* [Tareas a realizar]:
1. Según el fragmento sobre el cólera en La Habana, ¿concuerdan con el texto estas afirmaciones? (a) El doctor Piedra empezó a sentir la enfermedad mientras examinaba a soldados en el Morro. (b) El doctor Tomás Romay atendió al doctor Piedra en un hospital. (c) En aquella época había medicamentos adecuados contra el cólera. Responda sí o no a cada una y cite las palabras del texto que lo deciden.
2. Enumere todas las indicaciones de tiempo del fragmento sobre el cólera en La Habana que contienen una fecha o una cantidad de días o meses.

* [Fragmento proporcionado]:
......
Ya a esta altura, los habaneros habían recapacitado y decidieron ofrecer al doctor Piedra un homenaje de desagravio. Acudieron en masa a su domicilio en una demostración de aprecio y respeto. Ese médico continuaba trabajando sin descanso hasta que el 19 de marzo, apenas un mes después de que diagnosticara el primer caso de cólera, sintió los primeros síntomas de la enfermedad mientras examinaba en el Morro a un grupo de soldados infectados. Insistió en volver a su domicilio y, ya allí, se hizo atender por un sabio colega, el doctor Tomás Romay, que lo arrancó de las garras de la muerte. Diez días después volvía el doctor Piedra a su consulta y sus pacientes.

No existían medicamentos apropiados contra el cólera que, por suerte, no era necesariamente mortal en todos los casos en que se diagnosticaba. Moría uno de cada dos contagiados. En ocasiones llegaba a afirmarse que el paciente había sido atacado por una forma menos violenta de la enfermedad.
......
* [Datos mostrados]:
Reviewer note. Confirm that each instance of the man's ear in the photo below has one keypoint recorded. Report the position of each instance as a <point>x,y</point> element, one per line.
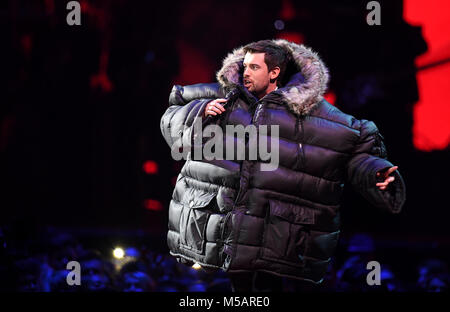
<point>274,73</point>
......
* [Soluciones en orden]:
1.
(a) Sí: «sintió los primeros síntomas de la enfermedad mientras examinaba en el Morro a un grupo de soldados infectados».
(b) No: «Insistió en volver a su domicilio y, ya allí, se hizo atender por un sabio colega, el doctor Tomás Romay».
(c) No: «No existían medicamentos apropiados contra el cólera».

2.
- el 19 de marzo
- apenas un mes después
- diez días después